Please transcribe every line of these records without changing anything, and omit the pictures from your answer.

>> Begin Task inputs

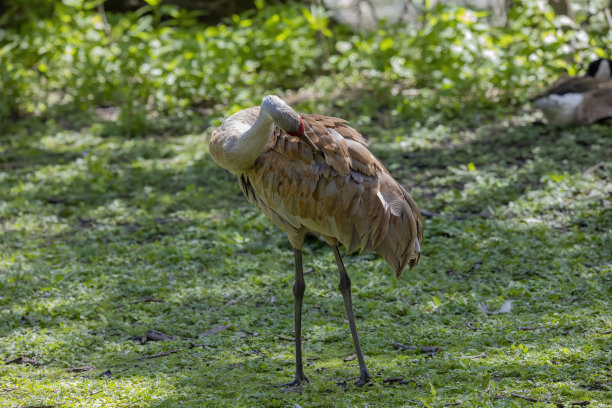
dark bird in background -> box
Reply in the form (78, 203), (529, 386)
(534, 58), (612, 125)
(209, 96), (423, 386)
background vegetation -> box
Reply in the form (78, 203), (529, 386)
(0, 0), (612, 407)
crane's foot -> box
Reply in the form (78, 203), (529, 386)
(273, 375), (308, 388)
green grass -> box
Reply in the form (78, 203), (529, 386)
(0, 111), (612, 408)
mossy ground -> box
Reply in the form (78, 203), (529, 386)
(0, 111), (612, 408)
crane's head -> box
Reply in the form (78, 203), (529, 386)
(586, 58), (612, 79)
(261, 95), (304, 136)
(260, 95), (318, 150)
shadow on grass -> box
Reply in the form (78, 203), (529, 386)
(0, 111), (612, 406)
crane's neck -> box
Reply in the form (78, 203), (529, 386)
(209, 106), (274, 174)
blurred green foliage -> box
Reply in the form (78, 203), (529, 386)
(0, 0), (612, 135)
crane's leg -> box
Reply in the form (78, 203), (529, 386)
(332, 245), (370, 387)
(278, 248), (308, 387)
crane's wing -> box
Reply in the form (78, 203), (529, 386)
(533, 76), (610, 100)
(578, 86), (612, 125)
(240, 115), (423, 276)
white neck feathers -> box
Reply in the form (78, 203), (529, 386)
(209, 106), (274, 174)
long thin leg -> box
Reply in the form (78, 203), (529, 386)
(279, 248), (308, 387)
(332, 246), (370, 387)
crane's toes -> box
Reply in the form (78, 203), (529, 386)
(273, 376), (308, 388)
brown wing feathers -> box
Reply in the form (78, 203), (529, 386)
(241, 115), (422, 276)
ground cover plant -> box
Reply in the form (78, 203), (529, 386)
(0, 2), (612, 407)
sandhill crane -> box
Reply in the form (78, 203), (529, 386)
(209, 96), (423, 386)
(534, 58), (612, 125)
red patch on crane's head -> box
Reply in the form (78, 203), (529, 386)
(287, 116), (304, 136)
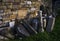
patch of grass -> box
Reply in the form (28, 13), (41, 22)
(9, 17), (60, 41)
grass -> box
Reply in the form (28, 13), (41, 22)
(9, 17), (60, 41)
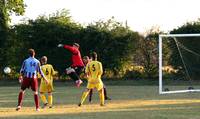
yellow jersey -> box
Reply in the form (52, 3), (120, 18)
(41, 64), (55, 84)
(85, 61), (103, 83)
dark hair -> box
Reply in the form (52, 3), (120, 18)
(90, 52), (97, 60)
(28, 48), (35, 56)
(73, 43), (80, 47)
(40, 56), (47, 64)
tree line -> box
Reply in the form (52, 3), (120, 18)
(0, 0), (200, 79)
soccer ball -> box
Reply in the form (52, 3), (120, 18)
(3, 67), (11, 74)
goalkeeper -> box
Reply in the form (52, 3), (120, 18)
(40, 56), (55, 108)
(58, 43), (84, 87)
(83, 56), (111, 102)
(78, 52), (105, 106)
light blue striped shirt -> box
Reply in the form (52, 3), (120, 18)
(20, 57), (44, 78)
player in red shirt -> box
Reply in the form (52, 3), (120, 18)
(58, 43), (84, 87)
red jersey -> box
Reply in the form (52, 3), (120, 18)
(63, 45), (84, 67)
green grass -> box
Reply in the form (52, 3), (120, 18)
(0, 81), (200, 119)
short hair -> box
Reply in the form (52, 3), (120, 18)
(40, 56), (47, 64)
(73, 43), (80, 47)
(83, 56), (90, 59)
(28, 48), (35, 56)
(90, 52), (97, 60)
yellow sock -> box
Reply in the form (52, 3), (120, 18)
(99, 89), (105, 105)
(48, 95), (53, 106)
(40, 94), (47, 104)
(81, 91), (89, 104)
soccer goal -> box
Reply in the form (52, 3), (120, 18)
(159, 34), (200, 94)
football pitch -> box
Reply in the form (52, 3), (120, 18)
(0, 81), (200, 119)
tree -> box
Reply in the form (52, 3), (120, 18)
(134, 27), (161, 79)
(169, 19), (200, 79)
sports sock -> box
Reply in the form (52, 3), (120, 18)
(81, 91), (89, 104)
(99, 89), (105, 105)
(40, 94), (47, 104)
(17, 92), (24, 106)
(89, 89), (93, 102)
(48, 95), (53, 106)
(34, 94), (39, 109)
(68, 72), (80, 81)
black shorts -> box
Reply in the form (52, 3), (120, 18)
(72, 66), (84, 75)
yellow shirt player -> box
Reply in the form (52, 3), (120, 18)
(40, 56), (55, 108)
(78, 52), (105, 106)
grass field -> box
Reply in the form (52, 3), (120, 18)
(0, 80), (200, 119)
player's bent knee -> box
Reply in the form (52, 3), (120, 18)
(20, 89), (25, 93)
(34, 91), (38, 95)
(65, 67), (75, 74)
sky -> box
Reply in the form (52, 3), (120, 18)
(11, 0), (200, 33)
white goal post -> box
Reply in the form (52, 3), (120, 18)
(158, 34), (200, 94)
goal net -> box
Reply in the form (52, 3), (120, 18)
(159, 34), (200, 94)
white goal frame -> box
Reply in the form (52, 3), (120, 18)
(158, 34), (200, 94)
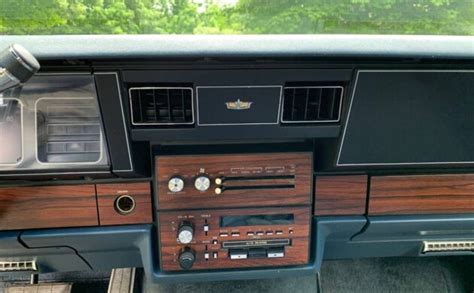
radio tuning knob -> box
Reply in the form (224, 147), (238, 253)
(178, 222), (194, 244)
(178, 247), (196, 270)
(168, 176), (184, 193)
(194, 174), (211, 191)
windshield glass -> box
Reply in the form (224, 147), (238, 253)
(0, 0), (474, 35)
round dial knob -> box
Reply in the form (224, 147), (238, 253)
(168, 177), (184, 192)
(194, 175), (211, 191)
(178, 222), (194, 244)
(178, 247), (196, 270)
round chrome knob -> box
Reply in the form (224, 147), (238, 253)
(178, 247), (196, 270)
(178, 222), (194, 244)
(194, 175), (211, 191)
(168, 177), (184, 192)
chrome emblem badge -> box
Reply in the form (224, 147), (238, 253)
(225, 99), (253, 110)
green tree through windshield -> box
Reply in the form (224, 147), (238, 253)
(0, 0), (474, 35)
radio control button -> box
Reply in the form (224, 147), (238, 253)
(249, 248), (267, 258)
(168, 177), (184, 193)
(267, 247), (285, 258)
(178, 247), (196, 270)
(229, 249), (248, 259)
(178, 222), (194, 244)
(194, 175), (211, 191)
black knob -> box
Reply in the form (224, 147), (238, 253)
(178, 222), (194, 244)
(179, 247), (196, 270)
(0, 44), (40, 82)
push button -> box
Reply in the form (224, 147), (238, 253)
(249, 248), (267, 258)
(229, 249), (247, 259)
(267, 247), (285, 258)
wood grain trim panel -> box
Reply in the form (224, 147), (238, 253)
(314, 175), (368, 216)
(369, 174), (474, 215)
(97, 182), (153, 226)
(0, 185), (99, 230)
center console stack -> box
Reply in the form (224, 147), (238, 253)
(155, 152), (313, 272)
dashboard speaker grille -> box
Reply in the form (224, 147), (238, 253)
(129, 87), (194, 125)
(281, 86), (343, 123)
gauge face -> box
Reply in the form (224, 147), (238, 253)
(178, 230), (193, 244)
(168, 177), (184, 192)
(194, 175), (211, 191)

>> End Task inputs

• [Finished task]
dark bird in background -> box
Reply in the form (78, 203), (529, 386)
(534, 58), (612, 125)
(209, 96), (423, 386)
background vegetation -> box
Reply in the form (78, 203), (529, 386)
(0, 0), (612, 407)
crane's foot -> box
Reply in the form (78, 203), (529, 386)
(273, 375), (308, 388)
green grass -> box
Reply in the form (78, 203), (529, 386)
(0, 111), (612, 408)
mossy ground -> box
Reply in the form (78, 203), (529, 386)
(0, 111), (612, 408)
crane's head -> box
Reply in the form (78, 203), (529, 386)
(586, 58), (612, 79)
(261, 95), (304, 136)
(260, 95), (318, 150)
shadow on grass -> box
Reply in the form (78, 203), (529, 386)
(0, 111), (612, 406)
crane's neck -> box
Reply in the form (78, 203), (529, 386)
(209, 106), (274, 174)
blurred green foliage -> box
Reply in the form (78, 203), (529, 386)
(0, 0), (612, 135)
crane's leg -> box
Reply in the form (78, 203), (529, 386)
(332, 245), (370, 387)
(278, 248), (308, 387)
crane's wing -> box
Reply in the form (78, 203), (529, 386)
(533, 76), (610, 100)
(578, 86), (612, 125)
(240, 115), (423, 276)
white neck feathers -> box
Reply in the form (78, 203), (529, 386)
(209, 106), (274, 174)
long thin leg -> box
Reply in the form (78, 203), (529, 386)
(279, 248), (308, 387)
(332, 246), (370, 387)
crane's toes -> box
Reply in the form (78, 203), (529, 386)
(273, 376), (308, 388)
brown wing feathers -> box
Reply in the form (78, 203), (529, 386)
(241, 115), (422, 276)
ground cover plant -> box
Reply in the form (78, 203), (529, 386)
(0, 2), (612, 407)
sandhill crane -> box
Reply in the form (78, 203), (529, 386)
(209, 96), (423, 386)
(534, 58), (612, 125)
red patch on crane's head -> box
Reply in the form (78, 203), (529, 386)
(287, 116), (304, 136)
patch of grass -> box
Reply in the form (28, 13), (41, 22)
(9, 17), (60, 41)
grass -> box
Reply in the form (28, 13), (41, 22)
(9, 17), (60, 41)
yellow jersey -> box
Reply in the form (52, 3), (120, 18)
(41, 64), (55, 84)
(85, 61), (103, 83)
dark hair -> box
Reply in the form (52, 3), (120, 18)
(90, 52), (97, 60)
(28, 48), (35, 56)
(73, 43), (80, 47)
(40, 56), (47, 64)
tree line -> box
Reply in the form (52, 3), (120, 18)
(0, 0), (200, 79)
soccer ball -> box
Reply in the form (52, 3), (120, 18)
(3, 67), (11, 74)
goalkeeper -> box
Reply in the form (52, 3), (120, 18)
(40, 56), (55, 108)
(58, 43), (84, 87)
(83, 56), (111, 102)
(78, 52), (105, 106)
light blue striped shirt -> box
Reply in the form (52, 3), (120, 18)
(20, 57), (44, 78)
player in red shirt -> box
Reply in the form (52, 3), (120, 18)
(58, 43), (84, 87)
red jersey -> box
Reply in the form (52, 3), (120, 18)
(63, 45), (84, 67)
green grass -> box
Reply in the form (52, 3), (120, 18)
(0, 81), (200, 119)
short hair -> box
Reply in the form (52, 3), (120, 18)
(40, 56), (47, 64)
(73, 43), (80, 47)
(83, 56), (90, 59)
(28, 48), (35, 56)
(90, 52), (97, 60)
yellow sock -> box
Reply in the form (52, 3), (120, 18)
(99, 89), (105, 105)
(48, 95), (53, 106)
(40, 94), (47, 104)
(81, 91), (89, 104)
soccer goal -> box
Reply in the form (52, 3), (120, 18)
(159, 34), (200, 94)
football pitch -> box
Reply in the form (52, 3), (120, 18)
(0, 81), (200, 119)
tree -> box
Reply in the form (52, 3), (120, 18)
(134, 27), (161, 79)
(169, 19), (200, 79)
sports sock -> box
Reply in the form (52, 3), (120, 18)
(81, 91), (89, 104)
(99, 89), (105, 105)
(40, 94), (47, 104)
(17, 92), (24, 106)
(89, 89), (93, 102)
(48, 95), (53, 106)
(34, 94), (39, 109)
(68, 72), (80, 81)
black shorts -> box
Reply in the form (52, 3), (120, 18)
(72, 66), (84, 75)
yellow shirt player -> box
Reply in the form (52, 3), (120, 18)
(40, 56), (55, 108)
(78, 52), (105, 106)
grass field -> box
Reply in the form (52, 3), (120, 18)
(0, 80), (200, 119)
player's bent knee -> box
Reply in the form (52, 3), (120, 18)
(20, 89), (25, 93)
(34, 91), (38, 95)
(65, 67), (75, 74)
sky -> box
Reply in the form (52, 3), (120, 18)
(11, 0), (200, 33)
white goal post -> box
Reply in the form (52, 3), (120, 18)
(158, 34), (200, 94)
goal net -> box
Reply in the form (52, 3), (120, 18)
(159, 34), (200, 94)
white goal frame -> box
Reply in the form (52, 3), (120, 18)
(158, 34), (200, 94)
radio tuning knob -> box
Reply in the form (224, 147), (238, 253)
(178, 222), (194, 244)
(178, 247), (196, 270)
(168, 176), (184, 193)
(194, 174), (211, 191)
windshield glass -> box
Reply in the form (224, 147), (238, 253)
(0, 0), (474, 35)
round dial knob -> box
Reply in the form (224, 147), (238, 253)
(168, 177), (184, 192)
(194, 175), (211, 191)
(178, 222), (194, 244)
(178, 247), (196, 270)
round chrome knob -> box
Reply in the form (224, 147), (238, 253)
(178, 247), (196, 270)
(178, 222), (194, 244)
(194, 175), (211, 191)
(168, 177), (184, 192)
chrome emblem badge -> box
Reply in the form (224, 147), (238, 253)
(225, 99), (253, 110)
green tree through windshield -> box
Reply in the form (224, 147), (238, 253)
(0, 0), (474, 35)
radio control button -> box
Reply in the form (224, 147), (238, 253)
(249, 248), (267, 258)
(168, 177), (184, 193)
(267, 247), (285, 258)
(178, 247), (196, 270)
(229, 249), (248, 259)
(178, 222), (194, 244)
(194, 175), (211, 191)
black knob -> box
Reply in the form (224, 147), (238, 253)
(178, 222), (194, 244)
(179, 247), (196, 270)
(0, 44), (40, 82)
push button -> box
Reply in the form (224, 147), (238, 253)
(249, 248), (267, 258)
(229, 249), (247, 259)
(267, 247), (285, 258)
wood grain trim panel -> box
Reply in the form (224, 147), (238, 253)
(314, 175), (368, 216)
(369, 174), (474, 215)
(97, 182), (153, 226)
(0, 185), (99, 230)
center console stack -> box
Reply in the form (224, 147), (238, 253)
(155, 152), (313, 272)
dashboard speaker grille -> box
Reply in the form (224, 147), (238, 253)
(129, 87), (194, 125)
(281, 86), (343, 123)
gauge face -> box
Reply in the form (224, 147), (238, 253)
(178, 230), (193, 244)
(168, 177), (184, 192)
(194, 175), (211, 191)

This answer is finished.